▶ [Selected text]
--- START ---

Sunday, February 24, 2008

The Aspis


Last fall I published an article in the magazine Ancient Warfare on the Greek hoplite shield: "The Aspis: Surviving Hoplite Battle." If you have not seen this magazine, follow the link at right and take a look. Things have been quiet around here because I did not want to step on the article by posting too much online. Now I am going to examine the features of the aspis in detail and show how it allowed the Greeks to engage in a form of combat that they taken to an unique extreme. In a prior post (see last August's posts) I refuted the argument, put forward best by Adrian Goldsworthy, that Greek hoplites did not enter a mass pushing match, the othismos. In his paper he said the following which marks a perfect jumping-off point for this post:

“Should it be proved that the othismos really was a contest of massed shoving…It would be necessary to explain how the Greeks were able to fight in this unique way, and why they did so.” (Goldsworthy, A. K.: The Othismos, Myths and Heresies: The Nature of Hoplite Battle, War in History 4/1, 1997, 1-26.)

The answer to Goldsworthy’s challenge lies in understanding the hoplite shield. It is often referred to as a hoplon, but the term hoplon can refer to any implement of war. The specific term for shield is aspis and the shield we are concerned with is known as the Argive aspis, although the connection to Argos, either as originator or mass-producer, is unclear.


Before showing what it does, I must describe what it is. In this first post I will discuss its construction and characteristic features. The shield may have originated as early as the late 8th or early 7th century B.C. and survived in nearly identical form for at least three hundred years. Round to slightly oval in outline, normally 80 cm to 1 m in diameter and about approximately 7.5 kg weight, its characteristic features are a convex profile and a robust, offset outer rim.

Nick Sekunda, in his Osprey title on hoplites, describes an Etruscan example in the Museo Gregoriano of the Vatican that appears similar to Greek examples. It was constructed of 20-30 cm poplar wood planks glued together horizontally to form a solid block, then turned on a lathe to form the characteristic shallow dome shape that left the flattened center of the core thinner than the curving outer edges. This shield has a diameter of 82cm, a depth of 10 cm and a 4.5 cm off-set rim reinforced with wooden laminates. The shield’s inner face was usually covered with leather and sometimes highly decorated. The face of the Vatican shield is covered in a seamless 0.5 mm layer of bronze that overlaps the inner face of the rim by 4 cm. This fully bronze-faced front of the shield is commonly portrayed, but archaeological finds show that bronze plating of the rim alone, perhaps with a bronze blazon, was more common.
Shields represented on the 7th century Chigi vase appear to be made of layers of thin wooden laths.




Wicker was another possibility for early shields, and into the classical period bronze shield-rims often display a characteristic Guilloche style that is a stylized woven pattern. This may hearken to a time when the shield itself was woven.

--- END ---

▶ [Data block]
--- START ---

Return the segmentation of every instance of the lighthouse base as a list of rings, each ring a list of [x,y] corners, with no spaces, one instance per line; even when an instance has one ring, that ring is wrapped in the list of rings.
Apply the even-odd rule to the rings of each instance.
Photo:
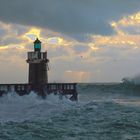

--- END ---

▶ [Aim]
From the post on the hoplite shield, transcribe word for word the passage starting with "Shields represented on" and going on through "itself was woven.".

▶ [Answer to this exercise]
Shields represented on the 7th century Chigi vase appear to be made of layers of thin wooden laths.




Wicker was another possibility for early shields, and into the classical period bronze shield-rims often display a characteristic Guilloche style that is a stylized woven pattern. This may hearken to a time when the shield itself was woven.